* Begin SUPPLIED MATERIAL *
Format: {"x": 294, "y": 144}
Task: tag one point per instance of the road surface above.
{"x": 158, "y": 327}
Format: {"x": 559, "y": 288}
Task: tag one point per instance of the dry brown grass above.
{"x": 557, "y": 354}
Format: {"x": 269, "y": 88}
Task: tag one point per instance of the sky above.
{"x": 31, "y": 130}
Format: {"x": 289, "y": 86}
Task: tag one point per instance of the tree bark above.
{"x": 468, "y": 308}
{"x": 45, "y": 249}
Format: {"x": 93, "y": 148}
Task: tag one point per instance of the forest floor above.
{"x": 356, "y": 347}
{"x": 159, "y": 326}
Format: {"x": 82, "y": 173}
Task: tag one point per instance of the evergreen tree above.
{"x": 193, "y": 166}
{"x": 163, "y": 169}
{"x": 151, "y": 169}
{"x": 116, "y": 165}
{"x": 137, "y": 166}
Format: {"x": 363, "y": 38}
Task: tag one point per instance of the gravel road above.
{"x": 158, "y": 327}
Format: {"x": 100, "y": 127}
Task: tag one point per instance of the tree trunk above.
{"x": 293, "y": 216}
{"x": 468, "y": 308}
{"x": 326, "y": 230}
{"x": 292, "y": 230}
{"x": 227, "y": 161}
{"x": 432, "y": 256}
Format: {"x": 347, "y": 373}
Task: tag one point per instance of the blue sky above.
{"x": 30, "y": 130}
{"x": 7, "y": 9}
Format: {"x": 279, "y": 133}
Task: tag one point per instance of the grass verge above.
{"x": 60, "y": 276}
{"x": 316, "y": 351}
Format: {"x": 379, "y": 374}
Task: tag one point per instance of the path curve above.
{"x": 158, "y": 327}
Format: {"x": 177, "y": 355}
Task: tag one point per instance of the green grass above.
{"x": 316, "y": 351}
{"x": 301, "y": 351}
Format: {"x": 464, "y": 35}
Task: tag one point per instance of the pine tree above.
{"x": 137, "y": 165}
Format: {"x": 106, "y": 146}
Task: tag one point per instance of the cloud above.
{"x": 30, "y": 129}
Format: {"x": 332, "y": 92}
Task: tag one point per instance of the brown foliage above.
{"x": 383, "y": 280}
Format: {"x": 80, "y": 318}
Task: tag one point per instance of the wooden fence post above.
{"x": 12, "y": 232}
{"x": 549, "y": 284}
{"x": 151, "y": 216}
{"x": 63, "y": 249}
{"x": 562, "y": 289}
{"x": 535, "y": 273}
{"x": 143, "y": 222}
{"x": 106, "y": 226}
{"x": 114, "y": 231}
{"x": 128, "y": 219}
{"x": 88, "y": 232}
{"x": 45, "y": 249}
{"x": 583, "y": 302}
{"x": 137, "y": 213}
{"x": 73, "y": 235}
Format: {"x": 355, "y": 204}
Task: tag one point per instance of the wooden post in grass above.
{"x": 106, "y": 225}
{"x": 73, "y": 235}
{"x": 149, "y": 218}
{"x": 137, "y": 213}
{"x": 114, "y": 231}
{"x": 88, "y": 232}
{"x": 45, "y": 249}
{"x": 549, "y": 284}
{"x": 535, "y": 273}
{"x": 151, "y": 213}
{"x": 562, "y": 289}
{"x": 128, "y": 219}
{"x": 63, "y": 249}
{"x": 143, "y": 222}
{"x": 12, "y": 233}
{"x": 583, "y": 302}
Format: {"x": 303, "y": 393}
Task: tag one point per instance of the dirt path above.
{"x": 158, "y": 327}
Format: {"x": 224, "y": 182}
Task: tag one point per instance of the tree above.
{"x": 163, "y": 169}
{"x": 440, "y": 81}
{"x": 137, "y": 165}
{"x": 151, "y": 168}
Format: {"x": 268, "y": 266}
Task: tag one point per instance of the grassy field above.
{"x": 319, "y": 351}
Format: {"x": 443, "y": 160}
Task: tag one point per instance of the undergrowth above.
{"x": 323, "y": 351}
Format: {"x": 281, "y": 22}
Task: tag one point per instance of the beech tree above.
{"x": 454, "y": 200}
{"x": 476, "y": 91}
* End SUPPLIED MATERIAL *
• **TASK TO COMPLETE**
Please reproduce each line exactly as written.

• **EXPECTED OUTPUT**
Format: {"x": 294, "y": 144}
Task: tag one point per instance of the road surface above.
{"x": 158, "y": 327}
Format: {"x": 559, "y": 288}
Task: tag one point per instance of the dry brown grass above.
{"x": 557, "y": 354}
Format: {"x": 269, "y": 88}
Task: tag one point per instance of the sky above.
{"x": 31, "y": 130}
Format: {"x": 289, "y": 86}
Task: tag one point per instance of the tree bark above.
{"x": 468, "y": 308}
{"x": 45, "y": 249}
Format: {"x": 93, "y": 148}
Task: tag one point per instance of the forest floor above.
{"x": 356, "y": 347}
{"x": 159, "y": 326}
Format: {"x": 82, "y": 173}
Task: tag one point per instance of the evergreen tree above.
{"x": 193, "y": 166}
{"x": 163, "y": 169}
{"x": 151, "y": 169}
{"x": 116, "y": 165}
{"x": 137, "y": 166}
Format: {"x": 363, "y": 38}
Task: tag one point per instance of the gravel road above.
{"x": 158, "y": 327}
Format: {"x": 100, "y": 127}
Task: tag one point per instance of the tree trunk above.
{"x": 293, "y": 216}
{"x": 468, "y": 308}
{"x": 326, "y": 230}
{"x": 292, "y": 230}
{"x": 227, "y": 161}
{"x": 432, "y": 256}
Format: {"x": 347, "y": 373}
Task: tag one point per instance of the blue sky above.
{"x": 30, "y": 130}
{"x": 7, "y": 9}
Format: {"x": 279, "y": 133}
Task: tag one point per instance of the grass verge above.
{"x": 60, "y": 276}
{"x": 316, "y": 351}
Format: {"x": 379, "y": 374}
Task: tag one point per instance of the path curve above.
{"x": 158, "y": 327}
Format: {"x": 177, "y": 355}
Task: tag one point per instance of the green grass above.
{"x": 316, "y": 351}
{"x": 301, "y": 351}
Format: {"x": 464, "y": 35}
Task: tag one point per instance of the pine tree above.
{"x": 137, "y": 165}
Format: {"x": 106, "y": 146}
Task: tag one point per instance of the cloud above.
{"x": 30, "y": 129}
Format: {"x": 332, "y": 92}
Task: tag one point per instance of the brown foliage above.
{"x": 383, "y": 280}
Format: {"x": 80, "y": 318}
Task: tag one point per instance of the wooden fence post above.
{"x": 12, "y": 232}
{"x": 549, "y": 284}
{"x": 151, "y": 216}
{"x": 63, "y": 249}
{"x": 562, "y": 289}
{"x": 535, "y": 273}
{"x": 143, "y": 222}
{"x": 106, "y": 226}
{"x": 114, "y": 231}
{"x": 128, "y": 219}
{"x": 88, "y": 232}
{"x": 45, "y": 249}
{"x": 583, "y": 302}
{"x": 137, "y": 213}
{"x": 73, "y": 235}
Format: {"x": 355, "y": 204}
Task: tag one point per instance of the wooden post in grass above.
{"x": 106, "y": 225}
{"x": 73, "y": 235}
{"x": 149, "y": 218}
{"x": 137, "y": 213}
{"x": 114, "y": 231}
{"x": 88, "y": 232}
{"x": 45, "y": 249}
{"x": 549, "y": 284}
{"x": 535, "y": 273}
{"x": 151, "y": 213}
{"x": 562, "y": 289}
{"x": 128, "y": 219}
{"x": 63, "y": 249}
{"x": 143, "y": 222}
{"x": 12, "y": 233}
{"x": 583, "y": 302}
Format: {"x": 303, "y": 393}
Task: tag one point per instance of the dirt path above.
{"x": 158, "y": 327}
Format: {"x": 224, "y": 182}
Task: tag one point per instance of the tree above.
{"x": 163, "y": 169}
{"x": 440, "y": 81}
{"x": 137, "y": 165}
{"x": 151, "y": 168}
Format: {"x": 268, "y": 266}
Task: tag one point per instance of the grassy field above.
{"x": 319, "y": 351}
Format: {"x": 443, "y": 160}
Task: tag one point per instance of the undergrowth above.
{"x": 323, "y": 351}
Format: {"x": 281, "y": 22}
Task: tag one point per instance of the beech tree above.
{"x": 454, "y": 200}
{"x": 476, "y": 91}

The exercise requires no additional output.